## WHAT IS ASKED
Emit the entire listing verbatim.

************

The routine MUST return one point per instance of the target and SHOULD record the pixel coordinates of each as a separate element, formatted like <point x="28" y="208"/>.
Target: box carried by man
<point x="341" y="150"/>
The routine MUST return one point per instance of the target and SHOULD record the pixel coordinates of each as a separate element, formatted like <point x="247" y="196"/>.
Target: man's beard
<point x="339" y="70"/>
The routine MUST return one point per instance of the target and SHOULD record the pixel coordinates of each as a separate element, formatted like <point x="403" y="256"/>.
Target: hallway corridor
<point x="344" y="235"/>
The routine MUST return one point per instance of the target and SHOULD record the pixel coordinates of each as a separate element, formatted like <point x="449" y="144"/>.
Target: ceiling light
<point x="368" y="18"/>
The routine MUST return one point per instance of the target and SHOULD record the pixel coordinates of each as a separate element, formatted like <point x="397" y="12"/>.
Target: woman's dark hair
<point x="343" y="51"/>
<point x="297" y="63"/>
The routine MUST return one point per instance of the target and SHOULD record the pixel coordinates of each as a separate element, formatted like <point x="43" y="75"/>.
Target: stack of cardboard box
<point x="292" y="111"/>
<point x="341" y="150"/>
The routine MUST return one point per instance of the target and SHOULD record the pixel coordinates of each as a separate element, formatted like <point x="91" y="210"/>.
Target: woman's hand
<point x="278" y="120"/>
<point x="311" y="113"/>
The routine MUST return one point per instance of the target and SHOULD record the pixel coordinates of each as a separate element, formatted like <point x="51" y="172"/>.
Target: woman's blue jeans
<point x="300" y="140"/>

************

## RESULT BELOW
The routine MUST return one point per instance of the target and SHOULD record the pixel coordinates of each as a separate element, formatted like <point x="28" y="208"/>.
Target: box carried by man
<point x="341" y="150"/>
The routine MUST return one point per instance of the target and SHOULD record the pixel coordinates of each as a separate element, formatted like <point x="247" y="196"/>.
Target: man's beard
<point x="339" y="70"/>
The routine MUST return one point per instance of the target and SHOULD record the pixel coordinates of each as a separate element, formatted like <point x="403" y="256"/>.
Target: hallway corridor
<point x="344" y="235"/>
The routine MUST return one point per instance of the target and SHOULD record the pixel coordinates of each as a separate element, formatted like <point x="449" y="144"/>.
Target: ceiling light
<point x="368" y="18"/>
The routine MUST return one point per instance of the target and SHOULD record the pixel coordinates of each as a separate element, formatted like <point x="397" y="12"/>.
Target: woman's dark hair
<point x="343" y="51"/>
<point x="297" y="63"/>
The routine MUST return one point per instance of the target and SHOULD record the pixel coordinates of each as a separate element, formatted like <point x="43" y="75"/>.
Target: stack of cardboard box
<point x="292" y="111"/>
<point x="341" y="150"/>
The routine MUST return one point per instance of the target and SHOULD record the pixel coordinates of each as a separate element, formatted like <point x="91" y="210"/>.
Target: woman's hand
<point x="278" y="120"/>
<point x="311" y="113"/>
The routine MUST return one point per instance of the target and SHOULD record the pixel coordinates of each as a separate element, formatted like <point x="51" y="172"/>.
Target: woman's blue jeans
<point x="300" y="140"/>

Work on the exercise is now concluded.